* **Instrucción**
¿Puedes reproducir todas las líneas del listado, desde su comienzo hasta la línea que contiene "402, 0, 637, 156", ambas incluidas, redimensionando las coordenadas de las respuestas al multiplicarlas por 0,55 y redondearlas a números enteros (las mitades hacia arriba)? Copia sin cambios las demás líneas, incluidas las coordenadas de muestra del formato.

═══ Datos proporcionados ═══

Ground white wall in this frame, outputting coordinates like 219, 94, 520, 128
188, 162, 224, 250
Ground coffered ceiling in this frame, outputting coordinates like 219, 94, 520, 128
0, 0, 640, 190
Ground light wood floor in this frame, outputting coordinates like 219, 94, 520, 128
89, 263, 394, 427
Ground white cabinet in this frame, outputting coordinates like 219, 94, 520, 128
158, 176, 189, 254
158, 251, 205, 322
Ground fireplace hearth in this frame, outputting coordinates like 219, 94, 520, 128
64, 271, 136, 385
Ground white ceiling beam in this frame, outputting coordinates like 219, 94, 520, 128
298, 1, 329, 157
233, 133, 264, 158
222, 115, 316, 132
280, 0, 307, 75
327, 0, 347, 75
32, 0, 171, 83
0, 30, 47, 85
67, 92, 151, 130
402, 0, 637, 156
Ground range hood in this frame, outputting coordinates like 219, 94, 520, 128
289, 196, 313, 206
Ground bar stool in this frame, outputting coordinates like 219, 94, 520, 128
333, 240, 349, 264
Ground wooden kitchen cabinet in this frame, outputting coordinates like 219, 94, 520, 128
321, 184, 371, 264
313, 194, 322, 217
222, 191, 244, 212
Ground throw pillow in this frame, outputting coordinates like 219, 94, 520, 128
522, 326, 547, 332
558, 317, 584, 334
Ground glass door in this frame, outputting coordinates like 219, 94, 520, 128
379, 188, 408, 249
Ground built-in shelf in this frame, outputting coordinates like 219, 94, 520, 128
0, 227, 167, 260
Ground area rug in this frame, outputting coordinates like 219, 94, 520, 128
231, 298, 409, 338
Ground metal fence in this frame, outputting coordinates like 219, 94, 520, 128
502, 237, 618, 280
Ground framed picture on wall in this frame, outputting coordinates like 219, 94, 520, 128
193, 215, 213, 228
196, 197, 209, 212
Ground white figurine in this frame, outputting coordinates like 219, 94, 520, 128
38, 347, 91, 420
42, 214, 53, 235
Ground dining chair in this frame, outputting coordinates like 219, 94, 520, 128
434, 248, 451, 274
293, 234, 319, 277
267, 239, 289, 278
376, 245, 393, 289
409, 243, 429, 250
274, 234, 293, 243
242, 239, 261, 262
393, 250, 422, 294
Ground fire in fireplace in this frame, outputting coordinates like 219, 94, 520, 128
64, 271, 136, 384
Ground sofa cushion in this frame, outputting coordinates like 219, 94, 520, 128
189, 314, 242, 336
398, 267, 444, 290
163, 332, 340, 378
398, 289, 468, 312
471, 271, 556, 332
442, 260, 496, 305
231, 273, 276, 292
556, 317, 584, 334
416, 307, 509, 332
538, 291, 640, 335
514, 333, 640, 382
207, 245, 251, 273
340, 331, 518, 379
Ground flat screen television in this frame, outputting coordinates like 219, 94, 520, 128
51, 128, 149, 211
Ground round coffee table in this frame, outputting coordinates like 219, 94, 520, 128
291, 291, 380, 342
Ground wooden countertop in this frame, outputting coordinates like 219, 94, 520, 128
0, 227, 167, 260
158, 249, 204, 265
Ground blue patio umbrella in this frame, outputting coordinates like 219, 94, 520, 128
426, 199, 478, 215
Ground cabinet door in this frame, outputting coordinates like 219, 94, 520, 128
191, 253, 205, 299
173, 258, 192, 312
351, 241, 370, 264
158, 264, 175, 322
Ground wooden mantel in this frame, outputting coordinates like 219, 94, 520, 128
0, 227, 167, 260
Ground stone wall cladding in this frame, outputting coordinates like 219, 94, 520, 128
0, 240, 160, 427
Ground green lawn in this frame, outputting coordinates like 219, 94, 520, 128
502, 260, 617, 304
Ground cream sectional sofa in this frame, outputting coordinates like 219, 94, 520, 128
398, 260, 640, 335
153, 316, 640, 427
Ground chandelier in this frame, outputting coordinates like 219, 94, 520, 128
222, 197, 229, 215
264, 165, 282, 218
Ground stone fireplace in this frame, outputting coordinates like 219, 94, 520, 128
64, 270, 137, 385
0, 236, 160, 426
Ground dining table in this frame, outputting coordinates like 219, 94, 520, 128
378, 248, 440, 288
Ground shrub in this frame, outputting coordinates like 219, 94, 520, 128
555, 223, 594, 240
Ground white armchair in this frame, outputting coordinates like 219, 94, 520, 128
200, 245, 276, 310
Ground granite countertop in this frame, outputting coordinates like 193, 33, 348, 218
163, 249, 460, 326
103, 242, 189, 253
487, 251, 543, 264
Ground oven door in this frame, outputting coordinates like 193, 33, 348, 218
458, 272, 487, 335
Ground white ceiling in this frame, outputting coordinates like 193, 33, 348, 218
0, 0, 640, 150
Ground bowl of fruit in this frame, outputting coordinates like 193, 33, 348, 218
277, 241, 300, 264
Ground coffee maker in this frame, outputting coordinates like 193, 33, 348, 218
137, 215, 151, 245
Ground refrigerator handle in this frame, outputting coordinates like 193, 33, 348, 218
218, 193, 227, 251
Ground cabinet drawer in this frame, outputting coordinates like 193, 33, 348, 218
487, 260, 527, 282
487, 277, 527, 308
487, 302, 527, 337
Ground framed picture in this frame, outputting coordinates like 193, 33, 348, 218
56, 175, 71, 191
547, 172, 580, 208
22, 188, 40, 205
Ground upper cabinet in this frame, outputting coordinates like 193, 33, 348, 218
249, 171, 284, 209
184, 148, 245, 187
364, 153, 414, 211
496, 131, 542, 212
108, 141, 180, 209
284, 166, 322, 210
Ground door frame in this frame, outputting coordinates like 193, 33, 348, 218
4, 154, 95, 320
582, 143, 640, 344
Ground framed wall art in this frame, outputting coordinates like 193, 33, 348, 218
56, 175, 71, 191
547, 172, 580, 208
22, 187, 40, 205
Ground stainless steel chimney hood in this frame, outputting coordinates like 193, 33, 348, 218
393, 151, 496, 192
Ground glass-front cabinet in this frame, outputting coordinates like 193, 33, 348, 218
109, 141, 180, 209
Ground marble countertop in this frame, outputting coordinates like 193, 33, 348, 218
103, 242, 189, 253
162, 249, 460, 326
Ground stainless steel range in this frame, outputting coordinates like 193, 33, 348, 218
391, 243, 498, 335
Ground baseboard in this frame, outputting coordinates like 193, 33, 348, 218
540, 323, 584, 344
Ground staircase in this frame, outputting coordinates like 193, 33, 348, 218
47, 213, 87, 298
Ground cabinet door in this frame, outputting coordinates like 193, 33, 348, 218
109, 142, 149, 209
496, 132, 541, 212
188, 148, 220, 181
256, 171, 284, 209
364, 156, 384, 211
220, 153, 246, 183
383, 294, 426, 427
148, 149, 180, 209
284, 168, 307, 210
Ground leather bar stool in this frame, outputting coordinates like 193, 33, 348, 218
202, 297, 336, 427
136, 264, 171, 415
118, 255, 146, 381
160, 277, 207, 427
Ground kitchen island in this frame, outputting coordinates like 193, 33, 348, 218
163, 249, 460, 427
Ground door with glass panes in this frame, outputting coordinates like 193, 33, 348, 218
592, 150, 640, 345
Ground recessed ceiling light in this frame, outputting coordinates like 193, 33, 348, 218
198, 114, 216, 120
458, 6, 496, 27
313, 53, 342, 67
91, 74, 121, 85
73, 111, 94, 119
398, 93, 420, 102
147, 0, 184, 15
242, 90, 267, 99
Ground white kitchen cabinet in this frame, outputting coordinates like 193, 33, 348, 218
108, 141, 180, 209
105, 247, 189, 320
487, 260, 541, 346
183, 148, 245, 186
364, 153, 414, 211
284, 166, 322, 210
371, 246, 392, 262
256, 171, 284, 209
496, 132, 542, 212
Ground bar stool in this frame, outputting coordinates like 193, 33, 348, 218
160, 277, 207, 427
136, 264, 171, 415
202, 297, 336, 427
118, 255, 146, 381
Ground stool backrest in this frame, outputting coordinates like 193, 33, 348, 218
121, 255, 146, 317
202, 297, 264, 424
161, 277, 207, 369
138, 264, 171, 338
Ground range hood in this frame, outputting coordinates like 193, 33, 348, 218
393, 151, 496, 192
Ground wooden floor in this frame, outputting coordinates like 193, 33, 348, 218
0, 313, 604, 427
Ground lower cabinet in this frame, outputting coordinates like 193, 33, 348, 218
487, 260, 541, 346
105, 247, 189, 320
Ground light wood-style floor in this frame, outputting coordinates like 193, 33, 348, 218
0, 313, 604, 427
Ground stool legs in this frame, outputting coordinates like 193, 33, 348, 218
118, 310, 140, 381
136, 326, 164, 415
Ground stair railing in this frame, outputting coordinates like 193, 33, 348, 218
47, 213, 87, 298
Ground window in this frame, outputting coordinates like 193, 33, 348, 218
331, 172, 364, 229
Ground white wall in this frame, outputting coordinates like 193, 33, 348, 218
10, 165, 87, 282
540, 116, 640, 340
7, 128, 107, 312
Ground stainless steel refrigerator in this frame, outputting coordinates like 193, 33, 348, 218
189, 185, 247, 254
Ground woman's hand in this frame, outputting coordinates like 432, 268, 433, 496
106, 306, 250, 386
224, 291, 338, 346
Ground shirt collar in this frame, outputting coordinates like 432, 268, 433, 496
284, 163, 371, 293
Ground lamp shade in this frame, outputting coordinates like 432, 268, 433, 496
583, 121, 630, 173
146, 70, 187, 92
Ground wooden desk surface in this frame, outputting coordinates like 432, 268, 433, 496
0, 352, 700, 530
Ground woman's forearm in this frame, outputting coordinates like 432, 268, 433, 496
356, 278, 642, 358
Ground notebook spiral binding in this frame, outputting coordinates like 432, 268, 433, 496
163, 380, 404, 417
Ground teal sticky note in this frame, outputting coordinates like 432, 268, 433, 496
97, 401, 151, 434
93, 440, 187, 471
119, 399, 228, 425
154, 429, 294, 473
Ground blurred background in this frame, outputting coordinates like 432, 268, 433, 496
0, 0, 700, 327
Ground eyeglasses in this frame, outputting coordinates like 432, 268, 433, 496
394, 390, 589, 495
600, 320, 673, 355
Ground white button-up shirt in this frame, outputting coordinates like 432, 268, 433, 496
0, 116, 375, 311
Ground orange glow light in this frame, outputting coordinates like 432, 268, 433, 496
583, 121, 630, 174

═══

* **Respuesta del ejercicio**
Ground white wall in this frame, outputting coordinates like 219, 94, 520, 128
103, 89, 123, 138
Ground coffered ceiling in this frame, outputting coordinates like 219, 94, 520, 128
0, 0, 352, 105
Ground light wood floor in this frame, outputting coordinates like 219, 94, 520, 128
49, 145, 217, 235
Ground white cabinet in this frame, outputting coordinates like 219, 94, 520, 128
87, 97, 104, 140
87, 138, 113, 177
Ground fireplace hearth in this frame, outputting coordinates like 219, 94, 520, 128
35, 149, 75, 212
Ground white ceiling beam in this frame, outputting coordinates like 219, 94, 520, 128
164, 1, 181, 86
128, 73, 145, 87
122, 63, 174, 73
154, 0, 169, 41
180, 0, 191, 41
18, 0, 94, 46
0, 17, 26, 47
37, 51, 83, 72
221, 0, 350, 86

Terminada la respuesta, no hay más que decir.